*Short problem a*: Which lines of the entries contain the word "please"? Return each of those lines in full, treating case as significant.

I just returned from a quick business trip in the United Arab Emirates.
I went to Dubai and Abu Dhabi, almost 10 years since my last visit there..
I was honored with a golden residency...
On my way from the airport to the heart of Dubai, my eyes kept staring at everything around me.. After a period of silence, I turned to my wife, saying inadvertently:
"The people working on coordinating everything around us aren't just employees!"
My wife asked me curiously:
"What do you mean?"
I replied with the same spontaneity:
"The ones who did all this are surely people who "love their country deeply."
A long period of silence took over both me and my wife for contemplation..
An endless inner dialogue began, as I recalled all my travels in which I've nearly visited most countries in the world, from north to west to east over my lifetime..
"I've never seen such quiet harmony in New York, London, or even Paris.. Perhaps only in Bern, Switzerland..
I was reminded of how the concept of humanity and embracing its principles are in Bern.
The idea of comparison flashed before my eyes..
Yes, "humanitarian principles," this is what the UAE was built on..
Principles that the world has forgotten and forsaken in the power of wars
And dealing with double standards, turning a blind eye to the destruction and demolishment of countries..
But I quickly woke myself up:
"Adel .. You're in an Arab country... wake up... don't just consider the appearance"
My mind was back to questioning..
"How do nearly 138 nationalities live and work in this country?!"
I arrived at the hotel.. and went through the routine that precedes a new and challenging workday, preparing myself for a large number of work appointments, as usual in my travels.. and they were punctuated with government errands
To finish the paperwork for my golden residency..
And I won't hide that the worst thing in my life that has caused me a "complex psychological trauma" is the mere thought of an appointment to complete governmental paperwork, whether in Egypt, France, or even the United States..

*Short problem b*: Reproduce the Dubai trip account from "The idea of" to "my golden residency..".

*Data in this exercise*:
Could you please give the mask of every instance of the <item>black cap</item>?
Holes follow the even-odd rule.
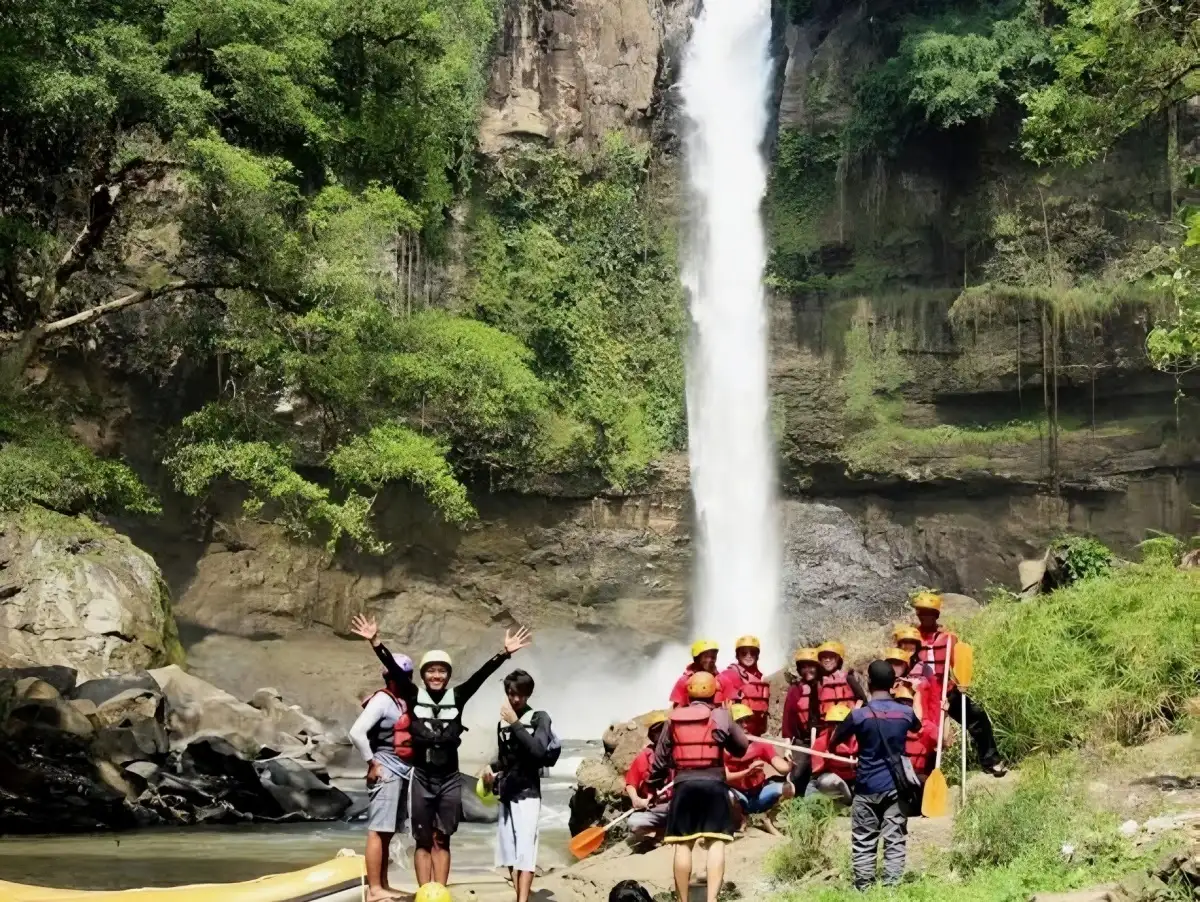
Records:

---

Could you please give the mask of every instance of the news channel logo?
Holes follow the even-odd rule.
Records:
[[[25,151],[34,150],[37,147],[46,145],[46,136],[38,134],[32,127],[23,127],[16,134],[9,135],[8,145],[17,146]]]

*Exercise answer a*:
Could you please give the mask of every instance of the <item>black cap</item>?
Could you please give the mask of every instance of the news channel logo?

*Exercise answer b*:
The idea of comparison flashed before my eyes..
Yes, "humanitarian principles," this is what the UAE was built on..
Principles that the world has forgotten and forsaken in the power of wars
And dealing with double standards, turning a blind eye to the destruction and demolishment of countries..
But I quickly woke myself up:
"Adel .. You're in an Arab country... wake up... don't just consider the appearance"
My mind was back to questioning..
"How do nearly 138 nationalities live and work in this country?!"
I arrived at the hotel.. and went through the routine that precedes a new and challenging workday, preparing myself for a large number of work appointments, as usual in my travels.. and they were punctuated with government errands
To finish the paperwork for my golden residency..